[DATASET EXTRACT]
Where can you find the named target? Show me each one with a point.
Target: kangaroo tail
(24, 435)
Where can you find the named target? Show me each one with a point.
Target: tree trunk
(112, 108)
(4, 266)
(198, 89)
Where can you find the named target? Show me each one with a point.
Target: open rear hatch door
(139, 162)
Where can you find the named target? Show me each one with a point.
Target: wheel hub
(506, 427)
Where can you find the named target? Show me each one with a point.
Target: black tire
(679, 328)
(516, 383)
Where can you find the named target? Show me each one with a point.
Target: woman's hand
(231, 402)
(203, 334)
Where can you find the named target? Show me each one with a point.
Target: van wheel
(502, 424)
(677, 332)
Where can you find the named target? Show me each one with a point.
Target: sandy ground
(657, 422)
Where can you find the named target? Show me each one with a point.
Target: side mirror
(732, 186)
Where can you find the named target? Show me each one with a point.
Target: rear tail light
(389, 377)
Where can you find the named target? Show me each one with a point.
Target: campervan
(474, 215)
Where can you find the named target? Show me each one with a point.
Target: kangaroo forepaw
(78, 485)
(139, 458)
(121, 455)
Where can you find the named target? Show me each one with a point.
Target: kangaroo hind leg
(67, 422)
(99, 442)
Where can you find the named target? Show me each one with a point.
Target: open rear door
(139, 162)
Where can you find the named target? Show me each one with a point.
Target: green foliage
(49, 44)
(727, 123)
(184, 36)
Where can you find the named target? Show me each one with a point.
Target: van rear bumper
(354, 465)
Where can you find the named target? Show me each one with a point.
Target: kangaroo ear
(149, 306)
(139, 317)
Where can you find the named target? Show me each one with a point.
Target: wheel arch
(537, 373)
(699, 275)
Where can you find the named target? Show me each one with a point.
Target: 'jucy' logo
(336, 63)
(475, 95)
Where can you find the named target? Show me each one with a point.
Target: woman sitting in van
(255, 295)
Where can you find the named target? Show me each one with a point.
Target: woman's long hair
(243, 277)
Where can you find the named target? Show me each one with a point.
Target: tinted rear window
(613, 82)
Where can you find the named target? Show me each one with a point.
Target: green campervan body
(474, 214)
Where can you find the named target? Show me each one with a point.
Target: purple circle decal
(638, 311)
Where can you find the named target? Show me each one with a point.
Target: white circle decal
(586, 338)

[EXERCISE DETAILS] Give back all the records exactly as they stand.

[RESULT]
Where can you find the named target? Show me each one with a point.
Target: kangaroo tail
(24, 435)
Where can you find the named target? Show me each one with a point.
Target: tree trunk
(112, 108)
(4, 266)
(198, 89)
Where can you find the named target? Show me each one with a point.
Target: open rear hatch door
(139, 162)
Where can you find the named target? Show me each one with a point.
Target: wheel hub
(506, 427)
Where can you find the named target? Show me each one with a point.
Target: black tire
(679, 328)
(516, 383)
Where can you find the named target? Show me each one with a point.
Target: woman's hand
(231, 402)
(203, 334)
Where can you find the named target? Show me each one with a point.
Target: van wheel
(502, 424)
(677, 332)
Where can you find the named target? Show me each one with a point.
Target: sandy ground
(657, 422)
Where can you find the named target? Show me each one with a point.
Target: side mirror
(732, 186)
Where can you find the named target? Show me each one with a point.
Target: rear tail light
(389, 377)
Where can you find the named target? Show me each one with a point.
Target: campervan
(474, 215)
Where can you find the named target? Show me each one with a point.
Target: kangaroo forepaw
(78, 485)
(139, 458)
(121, 455)
Where can you find the named target? Show me each one with a point.
Target: kangaroo hind leg
(67, 422)
(99, 442)
Where can you find the named target? Show me each one with a point.
Target: open rear door
(139, 162)
Where can you find the named target? Show me each one with a point.
Target: green foliage
(49, 44)
(727, 123)
(184, 36)
Where can you find the named target? Show me each one with a point.
Target: van rear bumper
(354, 465)
Where can you find the named target? Show me each one with a point.
Target: kangaroo ear
(149, 306)
(139, 317)
Where can you find the named target? Show me each one with a point.
Target: wheel arch
(537, 373)
(699, 275)
Where can you find the named target? Show me each one with a point.
Target: 'jucy' logo
(336, 63)
(475, 95)
Where can you find the named target? Show me each one with a point.
Target: woman sitting in van
(255, 295)
Where can you find the named target? Show me each one with a point.
Target: woman's long hair
(243, 277)
Where can you find the named target? Show me each one with a point.
Target: tinted rear window
(613, 82)
Where can you find the named target? Show me each one with a point.
Target: green campervan body
(474, 214)
Where can you find the named target? Show me each one with a point.
Target: purple circle decal
(638, 311)
Where can you find the named target? Show me each one with a point.
Target: white circle decal
(586, 338)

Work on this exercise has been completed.